*Textauszug*
··········

Euer Korrigiermodus...

  • Korrigiere aufgabenweise und lese zuerst die, die erwartungsgemäß am besten abschneiden könnten, dann die Arbeiten der schwächsten Schüler in dem jeweiligen Lernfeld, gefolgt vom Rest.

    Bei "selbst schuld" wird nicht gepustet!

  • Da ich gerade über einer D-Klausur sitze... In der Unterstufe korrigiere ich jede Arbeit komplett durch. In Mittel- und Oberstufe korrigiere ich einmal alle Gliederungen durch, sortiere dabei die Angaben aus und lege das Kommentarblatt an. Das gibt mir einen Überblick, wie die Aufgabenstellung erfasst wurde und ob auftretende Probleme noch im Erwartungshorizont berücksichtigt werden sollten. Außerdem habe ich nach diesem Durchgang immer das Gefühl, schon etwas geschafft zu haben. Dann mache ich Dreierstapel und korrigiere die Arbeit durch und verfasse meinen Kommentar. Am Ende habe ich dann in der Regel zwei bis vier Arbeiten, die ich nochmal vergleichend ansehe, um dann dort Note festzulegen. Sprachlich sehr fehlerhafte Arbeiten oder gruselige Handschriften sind immer in der Mitte eines Päckchens. Die erste zum Aufwärmen, die zweite zum Haare raufen und die dritte wird dann auch noch zu schaffen sein...
    Auch wenn es mit den Berufsjahren besser wird, vermutlich, weil meine Beurteilungskriterien sicherer sind, ist Korrigieren noch immer einer der ungeliebtesten Aufgaben, die mich erstaunlich stressen können. Besonders dann, wenn ich nicht sofort mit der Korrektur angefangen habe.


    In Französisch korrigiere ich überwiegend aufgaben- oder seitenweise. Das empfinde ich aber deutlich weniger belastend, sondern befriedigend, weil ich da schnell einen Stapel abgearbeitet habe (Überwiegend Mittelstufe).

  • Korrigieren ist ja auch eine stumpfinnigsten und stupidesten Aufgaben, die man so als Lehrer hat: für den Rest deines Berufslebens musst du schlecht konzipierte, schlecht durchdachte und stilistisch unbeholfene, letztlich fast unlesbare Texte von Schreibanfängern nicht nur lesen sondern auch noch reparieren.

  • Das ist wohl wahr, Nele.

··········

*Einträge im Datensatz*
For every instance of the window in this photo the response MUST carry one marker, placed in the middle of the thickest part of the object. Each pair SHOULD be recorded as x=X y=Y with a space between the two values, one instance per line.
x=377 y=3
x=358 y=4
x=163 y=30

··········

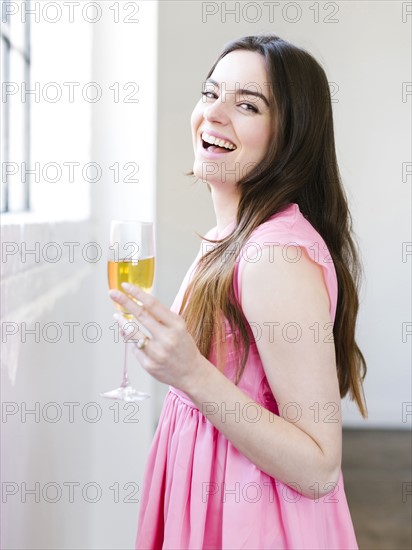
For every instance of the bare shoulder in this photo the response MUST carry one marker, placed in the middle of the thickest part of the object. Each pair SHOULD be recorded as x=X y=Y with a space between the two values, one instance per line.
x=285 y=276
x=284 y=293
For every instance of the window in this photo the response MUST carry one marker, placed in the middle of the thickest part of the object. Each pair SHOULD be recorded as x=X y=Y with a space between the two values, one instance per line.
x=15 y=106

··········

*Zu erledigende Aufgaben*
a: Prüfe anhand des Textes über das Korrigieren von Klassenarbeiten, ob die folgenden Aussagen zutreffen. Antworte jeweils mit Ja oder Nein und zitiere die entscheidenden Worte wörtlich: (i) In der Unterstufe wird jede Arbeit komplett durchkorrigiert. (ii) Sprachlich sehr fehlerhafte Arbeiten liegen immer oben auf einem Päckchen. (iii) Das Korrigieren in Französisch wird als deutlich belastender empfunden.
b: Setze bitte den Text über das Korrigieren von Klassenarbeiten nach seinem letzten Satz fort.

*Ergebnisse je Aufgabe*
a:
(i) Ja: „In der Unterstufe korrigiere ich jede Arbeit komplett durch.“
(ii) Nein: „Sprachlich sehr fehlerhafte Arbeiten oder gruselige Handschriften sind immer in der Mitte eines Päckchens.“
(iii) Nein: „Das empfinde ich aber deutlich weniger belastend, sondern befriedigend“

b:
    Andererseits versuche ich, mich darauf zu konzentrieren, welche meiner Botschaften bei den Schülern ganz oder teilweise ankommen. Und das werden erfreulicherweise mehr. Also manchmal jedenfalls. Und ich lese seltener meine Verkürzungen. Denn das hat mich anfangs verrückt gemacht, dass sich meine verunglückten Formulierungen oder Fehler im Unterricht grundsätzlich besonders gut einprägten und dann in dreißigfacher Ausführung verlässlich zu lesen waren...

  • Das ist wohl wahr, Nele.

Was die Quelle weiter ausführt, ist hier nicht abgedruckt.